Retype each line exactly. Skip images.

►

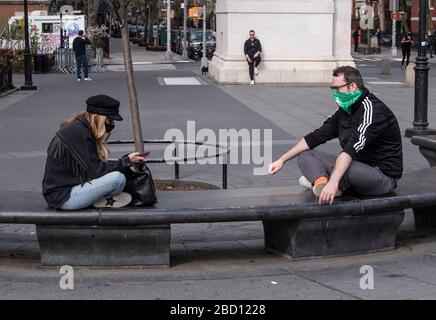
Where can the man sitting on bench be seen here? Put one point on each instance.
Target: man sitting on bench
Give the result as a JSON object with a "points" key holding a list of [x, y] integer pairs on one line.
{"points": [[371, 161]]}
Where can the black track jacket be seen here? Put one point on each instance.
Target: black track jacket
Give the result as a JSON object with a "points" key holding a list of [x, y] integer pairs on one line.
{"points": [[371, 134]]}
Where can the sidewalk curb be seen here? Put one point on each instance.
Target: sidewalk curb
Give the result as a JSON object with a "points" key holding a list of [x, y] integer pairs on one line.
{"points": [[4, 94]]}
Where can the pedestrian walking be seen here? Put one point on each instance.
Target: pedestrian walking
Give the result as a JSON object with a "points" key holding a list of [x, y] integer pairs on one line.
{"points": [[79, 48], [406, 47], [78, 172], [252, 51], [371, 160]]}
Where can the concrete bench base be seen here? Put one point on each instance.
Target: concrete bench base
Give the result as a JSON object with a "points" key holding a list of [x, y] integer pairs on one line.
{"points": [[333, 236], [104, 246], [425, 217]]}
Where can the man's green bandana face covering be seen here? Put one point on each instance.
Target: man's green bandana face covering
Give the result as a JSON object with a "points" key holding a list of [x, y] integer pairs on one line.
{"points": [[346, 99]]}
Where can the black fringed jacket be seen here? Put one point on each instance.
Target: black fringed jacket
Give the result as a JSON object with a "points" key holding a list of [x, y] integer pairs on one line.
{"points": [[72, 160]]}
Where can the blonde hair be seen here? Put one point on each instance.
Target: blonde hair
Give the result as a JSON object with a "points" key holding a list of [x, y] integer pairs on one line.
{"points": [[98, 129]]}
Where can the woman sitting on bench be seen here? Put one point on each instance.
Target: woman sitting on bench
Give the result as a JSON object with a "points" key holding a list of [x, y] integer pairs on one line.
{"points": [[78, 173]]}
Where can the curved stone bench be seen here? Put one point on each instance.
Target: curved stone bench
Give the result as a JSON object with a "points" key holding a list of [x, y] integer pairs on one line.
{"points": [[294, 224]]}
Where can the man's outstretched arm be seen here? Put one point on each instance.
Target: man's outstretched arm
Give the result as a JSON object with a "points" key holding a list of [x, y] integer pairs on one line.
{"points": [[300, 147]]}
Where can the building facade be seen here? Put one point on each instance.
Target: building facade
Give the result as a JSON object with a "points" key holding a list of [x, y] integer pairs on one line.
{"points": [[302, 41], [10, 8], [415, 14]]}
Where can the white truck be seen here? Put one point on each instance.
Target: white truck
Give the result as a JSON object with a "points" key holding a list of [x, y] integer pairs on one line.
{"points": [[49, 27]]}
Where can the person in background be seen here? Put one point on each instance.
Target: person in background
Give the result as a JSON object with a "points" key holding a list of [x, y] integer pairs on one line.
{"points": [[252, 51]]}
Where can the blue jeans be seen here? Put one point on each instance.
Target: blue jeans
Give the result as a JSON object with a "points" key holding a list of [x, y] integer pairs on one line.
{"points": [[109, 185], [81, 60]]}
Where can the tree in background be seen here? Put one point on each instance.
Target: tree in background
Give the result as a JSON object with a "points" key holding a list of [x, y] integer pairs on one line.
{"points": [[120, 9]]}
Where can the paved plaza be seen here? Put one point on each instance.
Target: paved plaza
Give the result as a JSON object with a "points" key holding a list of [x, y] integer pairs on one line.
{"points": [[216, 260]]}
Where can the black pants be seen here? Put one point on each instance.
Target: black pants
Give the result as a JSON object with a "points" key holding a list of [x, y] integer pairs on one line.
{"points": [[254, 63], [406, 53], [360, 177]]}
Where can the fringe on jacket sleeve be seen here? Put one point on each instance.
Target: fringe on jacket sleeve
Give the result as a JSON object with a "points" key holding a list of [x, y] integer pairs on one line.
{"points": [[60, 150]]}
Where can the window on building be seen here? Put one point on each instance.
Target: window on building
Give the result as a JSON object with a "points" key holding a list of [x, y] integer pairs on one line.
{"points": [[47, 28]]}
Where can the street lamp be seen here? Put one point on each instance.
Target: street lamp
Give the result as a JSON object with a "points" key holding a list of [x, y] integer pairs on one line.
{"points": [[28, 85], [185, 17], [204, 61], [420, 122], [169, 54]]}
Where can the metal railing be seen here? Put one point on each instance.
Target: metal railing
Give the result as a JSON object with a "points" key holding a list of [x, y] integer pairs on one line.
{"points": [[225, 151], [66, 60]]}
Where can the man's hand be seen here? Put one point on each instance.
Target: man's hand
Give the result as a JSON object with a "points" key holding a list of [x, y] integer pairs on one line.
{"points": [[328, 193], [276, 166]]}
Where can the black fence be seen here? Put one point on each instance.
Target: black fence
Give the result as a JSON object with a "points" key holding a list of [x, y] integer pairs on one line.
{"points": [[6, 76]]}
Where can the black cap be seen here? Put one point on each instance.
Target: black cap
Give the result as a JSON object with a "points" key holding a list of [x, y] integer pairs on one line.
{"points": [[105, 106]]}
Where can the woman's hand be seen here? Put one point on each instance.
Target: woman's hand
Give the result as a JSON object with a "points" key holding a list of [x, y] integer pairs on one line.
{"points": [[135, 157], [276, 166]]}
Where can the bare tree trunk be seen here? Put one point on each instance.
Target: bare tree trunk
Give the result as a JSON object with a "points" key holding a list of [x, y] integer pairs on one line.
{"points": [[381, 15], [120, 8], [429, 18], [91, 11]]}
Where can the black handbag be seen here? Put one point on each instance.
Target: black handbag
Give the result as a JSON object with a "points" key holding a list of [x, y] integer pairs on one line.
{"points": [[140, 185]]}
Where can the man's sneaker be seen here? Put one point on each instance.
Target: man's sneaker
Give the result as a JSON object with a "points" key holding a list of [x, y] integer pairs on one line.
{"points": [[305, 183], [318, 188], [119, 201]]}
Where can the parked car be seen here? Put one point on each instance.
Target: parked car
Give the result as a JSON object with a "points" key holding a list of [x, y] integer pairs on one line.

◄

__Task output__
Where can the man sitting on bench be seen here? Put one point on each instance.
Target: man sitting on bench
Give the result as a JSON object with a "points" key holding a list of [x, y] integer pairs on one line.
{"points": [[371, 161]]}
Where can the black track jacket be seen here? Put one point on each instance.
Target: black track jacket
Give the result as a JSON object with a "points" key holding a list of [x, y] integer pairs on one line.
{"points": [[371, 134]]}
Where can the sidewalk curb be seen here? Put one point on each instance.
Target: sidewalk curb
Give the result as a JSON object with a "points" key holding a list of [x, y] integer pairs on one line.
{"points": [[4, 94]]}
Where can the pedestrian walking be seen here? Put one point on each instance.
Target: pedestrian walking
Give the result as a JSON object with a "points" key holding a list of [x, y] integer pairs on one line.
{"points": [[79, 48], [406, 47], [78, 172], [252, 51], [371, 160]]}
Where can the concrete bench base be seen here? Put one point on each instance.
Target: concrete bench base
Give the result as a JSON object with a "points" key holding a list of [x, y] integer pairs on one line.
{"points": [[333, 236], [104, 246], [425, 217]]}
Where can the man's green bandana face covering be seen here? Put one point on each instance.
Target: man's green bandana face covering
Give the result as a JSON object with a "points" key holding a list of [x, y] integer pairs on one line.
{"points": [[346, 99]]}
Where can the black fringed jacket be seen here? Put one point on each instance.
Target: black fringed jacket
Give the result as a JSON object with a "points" key holding a list of [x, y] integer pairs on one line.
{"points": [[72, 160]]}
Where can the blonde hair be seen here? Put one point on each instance.
Target: blonde hair
Give the result as a JSON object with a "points" key holding a list of [x, y] integer pairs on one line.
{"points": [[98, 129]]}
Where can the woman sitting on bench be seen here? Put one point on each instance.
Target: woman sitting on bench
Give the result as a JSON object with a "points" key holding a list of [x, y] integer pairs on one line.
{"points": [[78, 173]]}
Where can the curved stone bench be seen here? Put one point on each instance.
Target: curved stone bench
Give the result as a JSON object with a "points" key holding a list of [x, y] integer pairs on one line.
{"points": [[294, 224]]}
Where can the man's outstretched arm be seen here? Put one point on each instance.
Target: man's outstretched arm
Give the result as a JSON object with a "points" key holding a list of [x, y] integer pairs on one line.
{"points": [[300, 147]]}
Where can the building facade be seen here? Put one point on each instance.
Target: building facade
Give the result as a JSON object with a "points" key holding a list of [x, y] integer pairs on one line.
{"points": [[302, 41], [10, 8], [415, 14]]}
Where can the white truck be seen here? Put one point on each instance.
Target: white truck
Give the result as a JSON object with a "points" key holding a list of [x, y] integer pairs on one line.
{"points": [[49, 27]]}
Where can the person in background be seen here? Put one point on each instance.
Target: person in background
Give the result as a JSON object with a "points" key holding a list of [x, y] integer pairs on one line.
{"points": [[252, 51]]}
Where can the blue jeans be seen here? Put one point on each instance.
Target: blue jeans
Give the result as a JSON object with a "points" key holding a list of [x, y] integer pairs on one line.
{"points": [[109, 185], [81, 60]]}
Where can the tree in background be seen here? Put one point on each instance.
Target: tree in background
Give the result as a JSON object with a "points" key holding a list of [x, y] integer pairs on one line.
{"points": [[120, 9]]}
Where can the paved plaza be seen here? Put one point on each instance.
Target: paved plaza
Give the result as a JSON object with a "points" key holding a list of [x, y] integer pairs on one line.
{"points": [[216, 260]]}
Where can the black pants be seen here? Put one point on each instance.
Target: black pants
Give the result as a JSON object with a "points" key holding a list of [x, y] integer pairs on one line.
{"points": [[254, 63], [406, 53], [360, 177]]}
Where can the fringe on jacket sleeve be seen here? Put one point on each instance.
Target: fringe on jacket sleeve
Give the result as a JSON object with a "points" key holding a list of [x, y] integer pairs on one line.
{"points": [[60, 150]]}
Where can the window on building be seen here? Put one point on each instance.
Target: window on building
Give the result as a JSON object with a "points" key holding a list of [x, y] integer pairs on one line.
{"points": [[47, 28]]}
Where can the street lamp be seen here? Put one point on each instance.
Target: street lamp
Give the result as a JSON object with a "points" key holding a list of [x, y] integer pairs on one line.
{"points": [[28, 85], [185, 17], [204, 61], [420, 122], [169, 54]]}
Where can the metal railing be seen here? Put one point on each instance.
Target: metal railing
Give the result as a JSON object with a "points" key holding a list of [x, y] integer pairs on one line.
{"points": [[225, 151], [66, 60]]}
Where can the man's hand be seen here? Put one point on each instance.
Target: man's hand
Give the result as a JSON object with a "points" key holding a list of [x, y] integer pairs on one line.
{"points": [[328, 193], [276, 166]]}
Where can the black fence be seen here? Put one point on each instance.
Target: black fence
Give the result as a JSON object with a "points" key holding a list of [x, y] integer pairs on one line.
{"points": [[6, 76]]}
Where can the black cap be seen here? Put one point on each instance.
Target: black cap
Give the result as a JSON object with a "points" key holding a list of [x, y] integer pairs on one line.
{"points": [[105, 106]]}
Where can the woman's hand be seen here? Put one point on each instance.
Target: woman's hand
Give the result as a JSON object with a "points" key holding a list of [x, y] integer pairs on one line.
{"points": [[135, 157], [276, 166]]}
Where can the bare tree trunk be seen here? Put one point on each instance.
Target: bare tree trunk
Give the result as a JSON object with a "points" key holding a list of [x, y] integer pairs on one line.
{"points": [[381, 15], [120, 8], [429, 18], [91, 11]]}
Where can the black handbag be seen here? Put one point on each instance.
Target: black handbag
Give the result as a JSON object with a "points" key holding a list of [x, y] integer pairs on one line.
{"points": [[140, 185]]}
Where can the man's sneaker be seen here? Put one point on each instance.
Target: man's sneaker
Give the result as a JSON object with a "points" key holding a list of [x, y] integer pairs on one line.
{"points": [[305, 183], [318, 188], [119, 201]]}
Where can the parked car be seen here? Put one point on each instance.
Target: parked car
Give the result as a JSON object with a "points" key holding a list of [x, y] integer pairs on one line.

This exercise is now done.